Travail à faire ::
(a) Relevez les mots roumains qui terminent la phrase citée dans le journal de traduction de Melancolia.
(b) D'après le journal de traduction de Melancolia, dans quelle œuvre Flaubert emploie-t-il zigzaguer comme verbe transitif ?
(c) Poursuivez le journal de traduction de Melancolia à partir de sa dernière phrase.

Source ::
——
La suite du Journal de traduction de Melancolia de Mircea Cărtărescu 

17 février

A Wuhan, les gens restent bloqués chez eux. Dans Melancolia, c’est le début du voyage du garçonnet. Il emprunte son premier pont. Il en avait déjà vu sans oser les emprunter. J’ai la phrase suivante dont les trois derniers mots font l’objet de cette note :

Photo @Laure Hinckel

« Des dizaines de fois il avait craint de suivre cette voie céleste, parce que, de la fenêtre, tu n’en voyais pas le bout, tu ne le voyais que s’amincir vers l‘horizon jusqu’à ce que la branche descendante, de l’épaisseur d’un fil d’araignée, descende sur les bâtiments care zigzagau orizontul. »

C’est limpide, le verbe décrit le fait d’aller dans un sens et dans l’autre en décrivant un zigzag… 

Ici je dois intervenir avec le recul d’une année: j’ai loupé mon coup. J’allais écrire comme dans mes notes de l’époque que le verbe zigzaguer n’est pas transitif, que je suis contrainte d’écrire plus platement « les bâtiments qui déformaient l’horizon »… Mais j’avais tort. Je n’avais pas vérifié, il se trouve que Flaubert a utilisé le verbe zigzaguer dans son usage transitif ! C’est dans la phrase suivante: On avait tendu du linge sur l’esplanade, les cordes où séchaient les chemises du concierge la zigzaguaient dans tous les sens (Flaub., Champs et grèves, 1848, p. 170). Ce cher Flaubert! Dans le regard de l’enfant, la ligne de crête des bâtiments bucarestois forme des zigzags sur l’horizon. J’aurais vraiment pu écrire « …sur les bâtiments qui zigzaguaient l’horizon » et j’enrage de ne pas l’avoir fait. Est-ce que vous  imaginez l’effet de la micro-brûlure que provoque une telle révélation à moi-même?
——
Lignes recensées ::
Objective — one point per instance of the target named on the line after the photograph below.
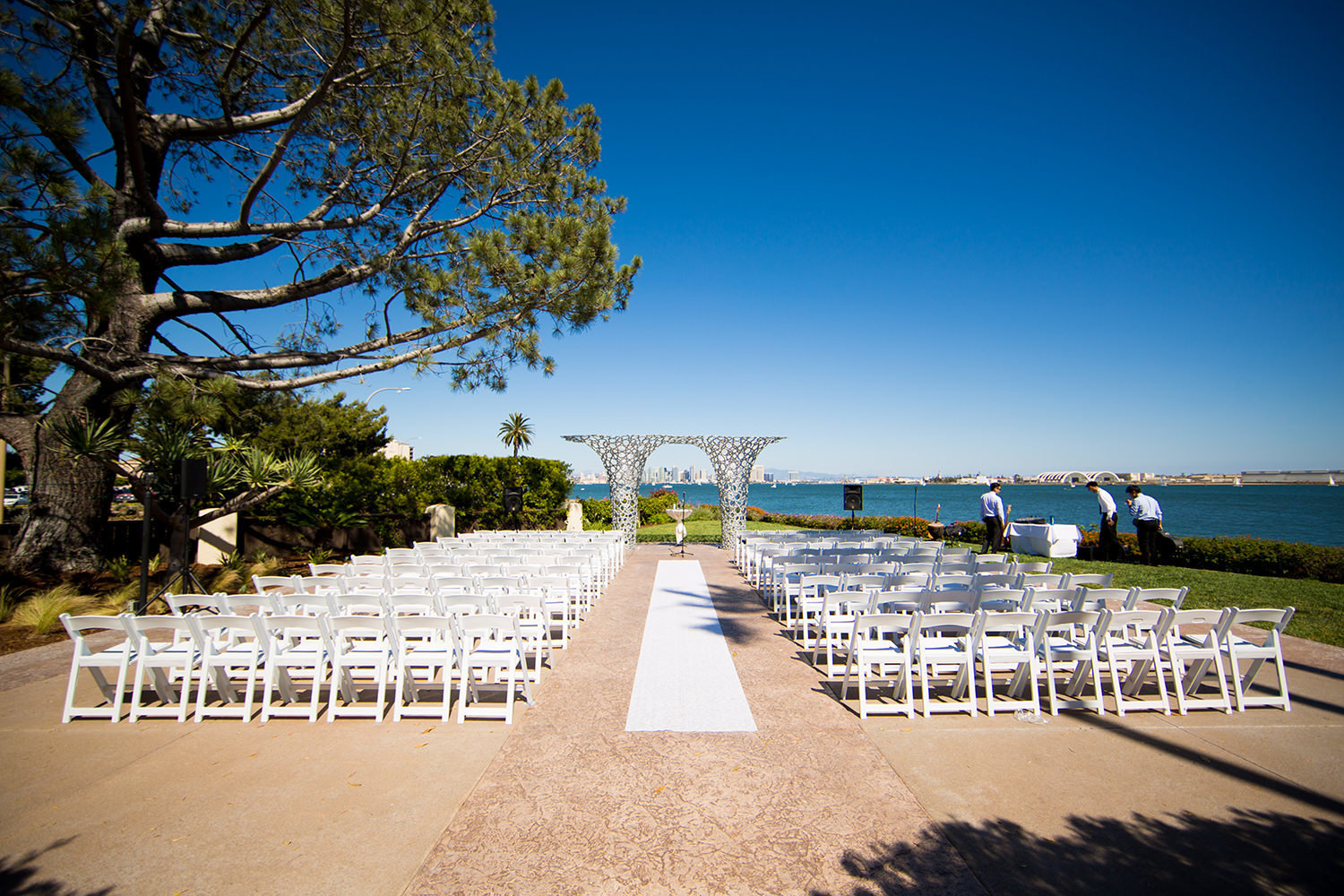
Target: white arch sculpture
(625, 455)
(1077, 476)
——
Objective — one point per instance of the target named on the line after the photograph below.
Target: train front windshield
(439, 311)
——
Les résultats ::
(a) care, zigzagau, orizontul

(b) Dans Champs et grèves (1848).

(c)
*

Je n’ai toujours pas de nouvelles de ce qui est prévu au Salon du Livre pour faire écho à la sortie de Solénoïde en août dernier… Pas de nouvelles non plus de ce qui est prévu pour les villes invitées, Timisoara et Bucarest. Il y aurait tant de choses à dire et à mettre en valeur par l’intermédiaire des écrivains roumains et de leurs œuvres! 

J’ai terminé hier la relecture de ce que j’appelle mon « superbe catalogue de traductions à publier ». Méthode Coué ou pas, j’y vais. Il y a différents genres, des textes plus ambitieux que d’autres. J’ai plus travaillé sur les textes les plus anciens, ce qui est logique, car la traduction a mûri. Je trouve que c’est un beau programme. Je ne dis rien de l’auteur ni du contexte. Cela viendra après. Le lecteur aimera ou pas le texte tel qu’il est. Je ne vois pas mieux pour l’instant, pour susciter l’intérêt des éditeurs pour mes auteurs, pour mon inédit d’Eliade, pour le très beau roman de Matei Visniec, pour celui de Claudiu Florian, Les âges du jeu, pour la romancière Doina Rusti, pour Dora Pavel et ses intrigues psychologiques…  

*

L’autre soir, grâce à Hélène Gaudy qui en a parlé à la Maison de la poésie, j’ai découvert, dans le train de retour de Paris, une romancière russe que je place déjà tout contre mon cœur. Lydia Tchoukovskaia a écrit La Plongée, un texte qui évoque, en pleine période stalinienne, une traductrice parlant de son écriture d’écrivain. C’est magnifique.